Text extract =
######

And, if you’re looking for the likeliest candidate for a crisis, sterling stands out from all other major traded currencies.

The real problem, frightening in its implications, is that there are almost no fundamental grounds for holding the pound. The economy is weak, depending entirely on the spending of borrowed money to deliver any growth at all. The current administration has been left in office, but stripped of power, by an electoral debacle which could hardly have been worse-timed, given the immediacy of post-“Brexit” trade talks.

Even before this setback, the United Kingdom was suffering the consequences of two decades of poor leadership. Not just in economic policy, but in other areas too – ranging across the gamut from defence and foreign policy to energy, public administration and civil liberties – it’s impossible to fathom what the British people could have done to deserve such woeful governments.

In economics, where it matters most, the leadership of the UK has, time and again, proved itself almost wholly detached from reality. To a greater extent even than the United States, successive administrations have turned Britain into a poster-child for extreme ‘laissez-faire’ economics, championing the very same mistakes (such as “light touch” regulatory negligence) that led directly to the 2008 crash.

######

Records for processing =

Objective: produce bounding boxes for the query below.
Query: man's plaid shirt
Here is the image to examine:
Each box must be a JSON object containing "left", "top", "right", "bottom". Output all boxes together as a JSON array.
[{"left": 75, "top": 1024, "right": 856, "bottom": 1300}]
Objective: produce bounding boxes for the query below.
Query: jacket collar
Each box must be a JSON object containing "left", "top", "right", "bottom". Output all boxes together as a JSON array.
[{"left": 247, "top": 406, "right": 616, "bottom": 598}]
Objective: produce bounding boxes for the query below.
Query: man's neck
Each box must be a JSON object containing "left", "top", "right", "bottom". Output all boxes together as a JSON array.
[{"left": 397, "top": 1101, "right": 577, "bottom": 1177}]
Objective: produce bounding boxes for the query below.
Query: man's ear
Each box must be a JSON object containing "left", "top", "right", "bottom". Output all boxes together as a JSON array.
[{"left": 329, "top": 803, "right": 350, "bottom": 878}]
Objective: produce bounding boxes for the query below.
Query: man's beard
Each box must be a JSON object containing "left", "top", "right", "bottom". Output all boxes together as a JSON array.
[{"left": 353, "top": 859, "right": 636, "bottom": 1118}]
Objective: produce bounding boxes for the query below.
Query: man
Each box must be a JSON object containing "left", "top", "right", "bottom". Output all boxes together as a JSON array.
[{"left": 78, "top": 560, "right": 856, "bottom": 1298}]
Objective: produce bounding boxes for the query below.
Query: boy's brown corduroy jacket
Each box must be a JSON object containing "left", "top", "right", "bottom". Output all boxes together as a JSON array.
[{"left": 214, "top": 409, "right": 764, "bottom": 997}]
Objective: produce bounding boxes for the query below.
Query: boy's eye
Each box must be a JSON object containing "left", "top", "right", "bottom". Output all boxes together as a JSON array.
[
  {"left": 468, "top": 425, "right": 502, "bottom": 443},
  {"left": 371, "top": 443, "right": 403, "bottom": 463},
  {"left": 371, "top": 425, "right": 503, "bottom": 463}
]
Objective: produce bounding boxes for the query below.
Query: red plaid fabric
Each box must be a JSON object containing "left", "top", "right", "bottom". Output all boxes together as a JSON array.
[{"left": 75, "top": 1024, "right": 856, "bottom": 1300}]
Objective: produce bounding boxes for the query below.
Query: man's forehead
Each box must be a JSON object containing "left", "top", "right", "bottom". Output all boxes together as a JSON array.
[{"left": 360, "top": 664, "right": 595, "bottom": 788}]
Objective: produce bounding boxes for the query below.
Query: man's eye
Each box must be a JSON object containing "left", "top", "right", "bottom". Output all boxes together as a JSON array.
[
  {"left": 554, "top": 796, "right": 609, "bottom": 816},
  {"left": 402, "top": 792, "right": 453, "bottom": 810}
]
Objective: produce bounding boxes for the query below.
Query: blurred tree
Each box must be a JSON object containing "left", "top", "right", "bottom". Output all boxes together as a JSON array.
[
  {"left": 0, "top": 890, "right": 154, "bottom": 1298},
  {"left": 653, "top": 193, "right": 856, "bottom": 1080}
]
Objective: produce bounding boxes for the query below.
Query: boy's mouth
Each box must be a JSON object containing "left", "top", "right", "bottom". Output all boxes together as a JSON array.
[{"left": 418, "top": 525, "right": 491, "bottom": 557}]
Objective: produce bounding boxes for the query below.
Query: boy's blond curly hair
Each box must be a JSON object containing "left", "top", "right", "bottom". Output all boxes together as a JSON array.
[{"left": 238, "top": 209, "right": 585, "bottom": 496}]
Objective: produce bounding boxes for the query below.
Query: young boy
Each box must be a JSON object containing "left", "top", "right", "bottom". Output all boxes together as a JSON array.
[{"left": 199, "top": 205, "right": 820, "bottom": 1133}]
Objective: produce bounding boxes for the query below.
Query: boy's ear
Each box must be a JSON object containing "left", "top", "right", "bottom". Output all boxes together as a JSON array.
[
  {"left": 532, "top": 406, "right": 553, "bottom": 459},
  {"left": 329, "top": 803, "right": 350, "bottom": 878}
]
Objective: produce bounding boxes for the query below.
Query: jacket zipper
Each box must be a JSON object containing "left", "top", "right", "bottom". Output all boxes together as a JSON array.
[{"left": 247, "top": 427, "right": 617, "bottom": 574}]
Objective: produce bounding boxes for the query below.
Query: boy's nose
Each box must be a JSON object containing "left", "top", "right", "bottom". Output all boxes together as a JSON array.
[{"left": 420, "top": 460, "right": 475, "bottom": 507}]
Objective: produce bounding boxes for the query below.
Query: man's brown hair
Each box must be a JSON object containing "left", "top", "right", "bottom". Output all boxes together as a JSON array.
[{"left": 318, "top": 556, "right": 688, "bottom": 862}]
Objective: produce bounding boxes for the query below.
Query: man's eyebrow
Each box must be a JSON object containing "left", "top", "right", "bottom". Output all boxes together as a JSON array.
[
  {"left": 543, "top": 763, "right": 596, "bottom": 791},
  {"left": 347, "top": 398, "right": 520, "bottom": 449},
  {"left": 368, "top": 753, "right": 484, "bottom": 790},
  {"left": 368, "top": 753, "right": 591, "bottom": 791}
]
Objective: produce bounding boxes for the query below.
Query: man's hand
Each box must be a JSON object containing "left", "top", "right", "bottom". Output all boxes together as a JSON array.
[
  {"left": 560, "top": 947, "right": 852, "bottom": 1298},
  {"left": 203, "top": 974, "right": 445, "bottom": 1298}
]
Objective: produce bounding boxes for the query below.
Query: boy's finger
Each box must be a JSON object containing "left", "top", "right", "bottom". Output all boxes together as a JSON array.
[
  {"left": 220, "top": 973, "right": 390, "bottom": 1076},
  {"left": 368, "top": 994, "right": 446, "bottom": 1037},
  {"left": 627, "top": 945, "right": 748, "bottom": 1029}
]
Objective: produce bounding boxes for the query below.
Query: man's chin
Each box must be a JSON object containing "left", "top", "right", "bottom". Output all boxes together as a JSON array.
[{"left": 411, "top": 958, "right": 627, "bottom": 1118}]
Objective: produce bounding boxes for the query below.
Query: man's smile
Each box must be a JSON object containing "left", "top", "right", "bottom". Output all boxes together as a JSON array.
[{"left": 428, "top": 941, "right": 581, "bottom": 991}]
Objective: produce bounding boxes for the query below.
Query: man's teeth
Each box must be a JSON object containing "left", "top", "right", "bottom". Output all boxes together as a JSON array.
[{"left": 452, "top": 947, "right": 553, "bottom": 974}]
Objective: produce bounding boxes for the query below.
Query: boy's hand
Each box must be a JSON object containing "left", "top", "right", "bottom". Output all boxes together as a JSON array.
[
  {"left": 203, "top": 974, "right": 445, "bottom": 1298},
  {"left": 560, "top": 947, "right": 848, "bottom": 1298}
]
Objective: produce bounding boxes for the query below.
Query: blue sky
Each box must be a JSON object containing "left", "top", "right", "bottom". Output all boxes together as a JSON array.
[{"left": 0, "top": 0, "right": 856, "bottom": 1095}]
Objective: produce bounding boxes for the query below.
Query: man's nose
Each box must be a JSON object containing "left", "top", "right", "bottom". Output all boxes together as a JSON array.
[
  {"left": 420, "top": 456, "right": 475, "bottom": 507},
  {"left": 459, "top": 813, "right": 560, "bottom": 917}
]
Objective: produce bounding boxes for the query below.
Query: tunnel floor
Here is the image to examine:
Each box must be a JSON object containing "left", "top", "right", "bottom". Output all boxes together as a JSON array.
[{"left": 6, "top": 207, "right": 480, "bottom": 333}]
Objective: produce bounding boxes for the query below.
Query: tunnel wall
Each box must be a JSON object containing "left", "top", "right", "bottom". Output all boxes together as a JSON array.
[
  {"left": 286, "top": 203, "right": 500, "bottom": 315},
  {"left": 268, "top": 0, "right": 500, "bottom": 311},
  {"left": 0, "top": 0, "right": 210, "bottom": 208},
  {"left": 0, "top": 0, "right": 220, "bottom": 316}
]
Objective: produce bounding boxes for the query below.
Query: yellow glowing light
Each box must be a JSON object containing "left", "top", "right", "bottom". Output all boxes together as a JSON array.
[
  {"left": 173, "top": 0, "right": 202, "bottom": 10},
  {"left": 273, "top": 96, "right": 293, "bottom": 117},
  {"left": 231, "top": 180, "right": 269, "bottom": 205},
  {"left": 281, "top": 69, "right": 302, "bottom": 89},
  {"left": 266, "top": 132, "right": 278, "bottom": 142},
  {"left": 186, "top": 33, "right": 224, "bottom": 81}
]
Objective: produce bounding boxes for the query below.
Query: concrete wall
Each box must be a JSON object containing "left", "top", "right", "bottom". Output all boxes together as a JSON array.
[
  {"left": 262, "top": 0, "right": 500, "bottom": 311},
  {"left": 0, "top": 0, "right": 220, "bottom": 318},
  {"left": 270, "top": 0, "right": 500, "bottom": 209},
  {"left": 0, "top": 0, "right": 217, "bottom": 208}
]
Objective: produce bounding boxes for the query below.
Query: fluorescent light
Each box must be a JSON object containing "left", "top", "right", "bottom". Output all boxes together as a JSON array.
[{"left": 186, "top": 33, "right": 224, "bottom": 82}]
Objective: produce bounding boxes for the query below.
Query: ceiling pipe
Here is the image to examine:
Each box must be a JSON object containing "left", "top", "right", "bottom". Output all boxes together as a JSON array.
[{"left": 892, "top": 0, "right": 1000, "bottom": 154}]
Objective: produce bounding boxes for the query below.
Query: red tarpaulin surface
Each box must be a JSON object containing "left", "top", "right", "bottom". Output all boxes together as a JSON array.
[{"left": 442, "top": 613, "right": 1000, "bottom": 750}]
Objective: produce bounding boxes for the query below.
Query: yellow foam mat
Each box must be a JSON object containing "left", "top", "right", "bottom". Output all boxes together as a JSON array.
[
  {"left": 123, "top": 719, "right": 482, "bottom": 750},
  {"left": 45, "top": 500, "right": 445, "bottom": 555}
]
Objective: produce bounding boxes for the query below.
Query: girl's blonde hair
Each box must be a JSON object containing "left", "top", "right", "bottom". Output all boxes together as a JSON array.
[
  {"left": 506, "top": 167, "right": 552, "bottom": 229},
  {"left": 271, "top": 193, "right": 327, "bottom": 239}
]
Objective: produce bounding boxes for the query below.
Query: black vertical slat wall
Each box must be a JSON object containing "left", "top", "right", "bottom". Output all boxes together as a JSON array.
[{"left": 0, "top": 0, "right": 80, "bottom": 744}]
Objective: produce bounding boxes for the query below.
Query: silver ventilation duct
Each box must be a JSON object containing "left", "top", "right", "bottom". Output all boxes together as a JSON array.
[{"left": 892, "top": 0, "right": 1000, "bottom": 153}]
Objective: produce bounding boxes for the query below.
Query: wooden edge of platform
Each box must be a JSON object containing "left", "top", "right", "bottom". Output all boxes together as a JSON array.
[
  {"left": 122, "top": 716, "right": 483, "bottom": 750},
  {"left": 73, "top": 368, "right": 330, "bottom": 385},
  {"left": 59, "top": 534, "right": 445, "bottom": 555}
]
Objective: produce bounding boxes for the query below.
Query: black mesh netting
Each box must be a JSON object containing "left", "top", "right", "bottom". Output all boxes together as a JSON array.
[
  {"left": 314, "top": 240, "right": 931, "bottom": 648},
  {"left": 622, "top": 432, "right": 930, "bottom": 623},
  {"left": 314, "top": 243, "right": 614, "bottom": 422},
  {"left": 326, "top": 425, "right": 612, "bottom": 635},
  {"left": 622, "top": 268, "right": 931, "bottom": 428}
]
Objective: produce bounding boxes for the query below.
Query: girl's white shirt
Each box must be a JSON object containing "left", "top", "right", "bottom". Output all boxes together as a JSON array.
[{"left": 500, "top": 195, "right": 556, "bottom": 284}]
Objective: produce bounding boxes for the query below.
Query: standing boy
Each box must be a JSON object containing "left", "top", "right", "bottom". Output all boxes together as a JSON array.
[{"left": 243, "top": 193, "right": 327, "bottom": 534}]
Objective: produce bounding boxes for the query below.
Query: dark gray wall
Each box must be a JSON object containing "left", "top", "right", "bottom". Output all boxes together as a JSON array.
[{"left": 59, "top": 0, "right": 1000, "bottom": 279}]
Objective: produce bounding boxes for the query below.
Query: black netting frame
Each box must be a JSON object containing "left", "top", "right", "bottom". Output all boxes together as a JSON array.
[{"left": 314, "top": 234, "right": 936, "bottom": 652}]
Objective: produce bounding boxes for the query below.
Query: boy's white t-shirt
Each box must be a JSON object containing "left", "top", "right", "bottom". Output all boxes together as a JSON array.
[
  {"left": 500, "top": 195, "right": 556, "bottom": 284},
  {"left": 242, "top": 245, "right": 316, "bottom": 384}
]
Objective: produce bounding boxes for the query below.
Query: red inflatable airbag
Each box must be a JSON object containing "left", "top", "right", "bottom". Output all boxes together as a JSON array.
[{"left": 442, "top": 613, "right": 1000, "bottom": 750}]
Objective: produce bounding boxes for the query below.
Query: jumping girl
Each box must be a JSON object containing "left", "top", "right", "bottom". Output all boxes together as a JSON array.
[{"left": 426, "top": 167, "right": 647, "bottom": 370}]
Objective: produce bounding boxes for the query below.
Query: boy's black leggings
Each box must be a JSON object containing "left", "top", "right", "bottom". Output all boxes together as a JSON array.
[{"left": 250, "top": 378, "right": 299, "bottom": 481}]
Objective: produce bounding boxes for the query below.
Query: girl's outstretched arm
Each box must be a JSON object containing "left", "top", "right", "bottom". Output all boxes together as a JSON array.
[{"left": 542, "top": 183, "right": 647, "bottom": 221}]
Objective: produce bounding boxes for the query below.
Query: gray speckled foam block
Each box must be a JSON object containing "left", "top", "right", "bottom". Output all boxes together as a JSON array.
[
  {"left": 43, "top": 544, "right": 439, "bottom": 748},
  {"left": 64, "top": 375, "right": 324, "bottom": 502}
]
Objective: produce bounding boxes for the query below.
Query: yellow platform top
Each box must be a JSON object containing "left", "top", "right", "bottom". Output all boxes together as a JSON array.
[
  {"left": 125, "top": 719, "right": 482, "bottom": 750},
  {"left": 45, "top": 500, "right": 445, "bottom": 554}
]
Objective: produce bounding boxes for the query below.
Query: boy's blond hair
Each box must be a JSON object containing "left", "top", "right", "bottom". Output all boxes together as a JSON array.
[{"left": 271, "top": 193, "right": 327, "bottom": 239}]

######

To do =
(1) Reproduce verbatim the portion of the sterling passage beginning at the words "Even before this" and stopping after "such woeful governments.".
(2) List every line of the records that contains the string "shirt", treating uppercase and lowercase as distinct.
The sterling passage and the records are unrelated material.

Exercise responses =
(1)
Even before this setback, the United Kingdom was suffering the consequences of two decades of poor leadership. Not just in economic policy, but in other areas too – ranging across the gamut from defence and foreign policy to energy, public administration and civil liberties – it’s impossible to fathom what the British people could have done to deserve such woeful governments.

(2)
Query: man's plaid shirt
Query: girl's white shirt
Query: boy's white t-shirt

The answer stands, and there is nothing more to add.